**Dataset content**:

● ● ● ●

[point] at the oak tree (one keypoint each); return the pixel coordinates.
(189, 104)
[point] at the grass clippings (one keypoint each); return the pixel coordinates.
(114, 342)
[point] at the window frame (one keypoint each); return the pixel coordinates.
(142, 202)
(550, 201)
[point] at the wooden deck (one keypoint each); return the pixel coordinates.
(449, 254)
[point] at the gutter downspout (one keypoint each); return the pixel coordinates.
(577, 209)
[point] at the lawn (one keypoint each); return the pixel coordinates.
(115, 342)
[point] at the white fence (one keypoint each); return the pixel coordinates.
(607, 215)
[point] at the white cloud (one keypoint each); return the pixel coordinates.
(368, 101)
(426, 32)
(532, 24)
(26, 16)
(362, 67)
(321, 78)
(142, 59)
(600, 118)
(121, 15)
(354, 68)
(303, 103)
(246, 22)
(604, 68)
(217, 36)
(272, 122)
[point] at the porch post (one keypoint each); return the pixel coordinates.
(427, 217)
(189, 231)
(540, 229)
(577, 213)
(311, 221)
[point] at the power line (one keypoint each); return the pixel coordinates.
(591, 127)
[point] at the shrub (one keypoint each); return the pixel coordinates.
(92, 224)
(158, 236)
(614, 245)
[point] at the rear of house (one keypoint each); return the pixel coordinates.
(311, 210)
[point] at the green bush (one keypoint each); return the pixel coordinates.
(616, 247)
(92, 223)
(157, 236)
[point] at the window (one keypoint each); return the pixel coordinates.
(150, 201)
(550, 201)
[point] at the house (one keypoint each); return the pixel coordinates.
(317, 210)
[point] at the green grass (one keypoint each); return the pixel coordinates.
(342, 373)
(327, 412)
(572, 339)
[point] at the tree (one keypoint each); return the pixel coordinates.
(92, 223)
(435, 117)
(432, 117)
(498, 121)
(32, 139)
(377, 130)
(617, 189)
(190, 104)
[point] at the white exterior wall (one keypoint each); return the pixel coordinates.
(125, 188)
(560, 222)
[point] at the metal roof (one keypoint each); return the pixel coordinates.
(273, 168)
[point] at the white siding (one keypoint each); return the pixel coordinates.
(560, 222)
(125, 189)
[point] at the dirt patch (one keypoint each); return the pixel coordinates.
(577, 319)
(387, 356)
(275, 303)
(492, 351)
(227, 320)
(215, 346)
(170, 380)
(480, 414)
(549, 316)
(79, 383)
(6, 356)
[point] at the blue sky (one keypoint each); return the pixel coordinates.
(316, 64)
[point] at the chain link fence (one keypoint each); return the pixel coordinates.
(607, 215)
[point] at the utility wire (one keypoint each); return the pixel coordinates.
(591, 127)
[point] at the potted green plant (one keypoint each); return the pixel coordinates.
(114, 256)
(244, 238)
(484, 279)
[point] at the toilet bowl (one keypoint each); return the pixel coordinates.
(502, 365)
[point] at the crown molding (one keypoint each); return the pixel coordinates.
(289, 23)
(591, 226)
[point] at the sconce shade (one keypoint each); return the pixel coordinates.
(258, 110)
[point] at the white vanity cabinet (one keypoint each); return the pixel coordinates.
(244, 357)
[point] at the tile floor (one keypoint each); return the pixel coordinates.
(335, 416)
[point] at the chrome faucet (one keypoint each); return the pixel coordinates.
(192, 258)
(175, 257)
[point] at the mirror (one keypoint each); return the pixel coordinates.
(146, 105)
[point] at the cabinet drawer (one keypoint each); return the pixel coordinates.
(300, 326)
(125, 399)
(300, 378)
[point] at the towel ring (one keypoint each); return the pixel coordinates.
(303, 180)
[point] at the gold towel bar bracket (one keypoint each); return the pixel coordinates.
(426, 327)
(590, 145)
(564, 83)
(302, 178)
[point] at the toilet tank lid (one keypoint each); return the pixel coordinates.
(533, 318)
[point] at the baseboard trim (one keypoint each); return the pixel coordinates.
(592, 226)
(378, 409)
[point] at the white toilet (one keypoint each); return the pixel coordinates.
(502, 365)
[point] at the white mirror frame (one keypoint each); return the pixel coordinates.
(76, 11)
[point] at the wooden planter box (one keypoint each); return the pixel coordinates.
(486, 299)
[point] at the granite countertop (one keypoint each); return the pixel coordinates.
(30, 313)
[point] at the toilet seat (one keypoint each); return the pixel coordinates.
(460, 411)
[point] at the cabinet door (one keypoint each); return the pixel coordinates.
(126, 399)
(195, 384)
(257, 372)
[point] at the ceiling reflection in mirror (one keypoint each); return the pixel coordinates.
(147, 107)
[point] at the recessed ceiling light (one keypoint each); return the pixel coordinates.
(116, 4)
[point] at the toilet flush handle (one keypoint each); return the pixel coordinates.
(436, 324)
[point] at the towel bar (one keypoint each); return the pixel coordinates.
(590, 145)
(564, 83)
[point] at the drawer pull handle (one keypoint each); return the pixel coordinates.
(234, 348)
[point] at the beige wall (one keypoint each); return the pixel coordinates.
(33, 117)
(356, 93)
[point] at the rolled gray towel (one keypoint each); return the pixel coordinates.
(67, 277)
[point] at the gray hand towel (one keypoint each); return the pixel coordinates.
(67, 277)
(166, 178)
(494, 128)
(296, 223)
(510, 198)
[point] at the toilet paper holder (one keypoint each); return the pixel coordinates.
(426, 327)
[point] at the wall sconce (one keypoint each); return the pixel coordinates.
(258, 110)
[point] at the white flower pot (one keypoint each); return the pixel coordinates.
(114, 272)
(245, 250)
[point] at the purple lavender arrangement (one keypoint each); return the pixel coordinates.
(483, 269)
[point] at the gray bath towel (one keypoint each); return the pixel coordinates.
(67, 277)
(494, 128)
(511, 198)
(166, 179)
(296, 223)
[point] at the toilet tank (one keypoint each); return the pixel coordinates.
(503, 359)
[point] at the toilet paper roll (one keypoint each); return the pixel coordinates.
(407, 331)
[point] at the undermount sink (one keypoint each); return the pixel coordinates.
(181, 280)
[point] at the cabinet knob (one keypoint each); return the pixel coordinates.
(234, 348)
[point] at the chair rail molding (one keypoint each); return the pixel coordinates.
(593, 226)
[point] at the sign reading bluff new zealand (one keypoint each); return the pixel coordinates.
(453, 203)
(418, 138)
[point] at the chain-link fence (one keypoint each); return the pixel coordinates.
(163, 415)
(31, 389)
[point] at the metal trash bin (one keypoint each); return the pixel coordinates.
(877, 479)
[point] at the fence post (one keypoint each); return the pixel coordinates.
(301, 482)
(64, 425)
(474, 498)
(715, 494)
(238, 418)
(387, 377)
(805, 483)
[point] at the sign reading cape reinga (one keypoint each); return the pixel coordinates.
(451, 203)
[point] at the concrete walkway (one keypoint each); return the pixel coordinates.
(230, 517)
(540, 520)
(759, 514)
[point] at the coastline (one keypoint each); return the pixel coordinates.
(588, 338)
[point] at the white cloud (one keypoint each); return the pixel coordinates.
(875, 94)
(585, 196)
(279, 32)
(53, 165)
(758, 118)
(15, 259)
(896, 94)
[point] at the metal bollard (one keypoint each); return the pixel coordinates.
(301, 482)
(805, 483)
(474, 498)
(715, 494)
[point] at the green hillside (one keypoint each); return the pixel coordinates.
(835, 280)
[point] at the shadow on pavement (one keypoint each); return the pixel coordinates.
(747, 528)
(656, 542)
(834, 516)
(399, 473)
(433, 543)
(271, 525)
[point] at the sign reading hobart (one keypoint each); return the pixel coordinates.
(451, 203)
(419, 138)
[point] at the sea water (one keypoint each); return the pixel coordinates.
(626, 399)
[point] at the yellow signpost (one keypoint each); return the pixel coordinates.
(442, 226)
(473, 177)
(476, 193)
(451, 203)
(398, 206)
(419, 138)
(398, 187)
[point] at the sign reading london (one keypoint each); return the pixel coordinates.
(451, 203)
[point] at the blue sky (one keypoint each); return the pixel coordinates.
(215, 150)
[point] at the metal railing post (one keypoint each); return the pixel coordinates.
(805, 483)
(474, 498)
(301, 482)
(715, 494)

● ● ● ●

**Requirement**: Exactly as written, give again every line from the one containing "[point] at the metal trash" through the last line of the material above, and no other lines.

**Solution for this problem**:
[point] at the metal trash bin (one keypoint each); return the pixel coordinates.
(877, 479)
[point] at the fence post (one keypoint each); return the pixel coordinates.
(301, 482)
(64, 425)
(474, 498)
(715, 494)
(238, 418)
(387, 377)
(805, 483)
[point] at the sign reading cape reinga (one keypoint each); return the pixel coordinates.
(451, 203)
[point] at the concrete walkway (one keypoint each); return the pixel coordinates.
(230, 517)
(540, 520)
(759, 514)
[point] at the coastline (one keypoint each); return the pixel coordinates.
(588, 338)
[point] at the white cloud (one keypoint each); return the pixel coordinates.
(875, 94)
(585, 196)
(279, 32)
(53, 165)
(758, 118)
(15, 259)
(896, 94)
[point] at the metal bollard (one keypoint each); return the pixel coordinates.
(301, 482)
(805, 483)
(474, 498)
(715, 494)
[point] at the green hillside (one keypoint each); return the pixel coordinates.
(835, 280)
[point] at the shadow on pavement (one keypoint each); return the pixel coordinates.
(747, 528)
(656, 542)
(834, 516)
(399, 473)
(433, 543)
(271, 525)
[point] at the sign reading hobart (one keypoint each); return the pixel coordinates.
(451, 203)
(419, 138)
[point] at the sea water (one keypoint each); return the pixel coordinates.
(626, 399)
[point] at the yellow signpost (one keypoint each); return the pixel coordinates.
(442, 226)
(473, 177)
(476, 193)
(451, 203)
(398, 206)
(419, 138)
(398, 187)
[point] at the sign reading london (one keypoint each); return the pixel coordinates.
(451, 203)
[point] at the blue sky (one keypoint each); return the pixel coordinates.
(215, 150)
[point] at the metal railing post (one keypoint each); return the pixel coordinates.
(805, 483)
(474, 498)
(301, 482)
(715, 494)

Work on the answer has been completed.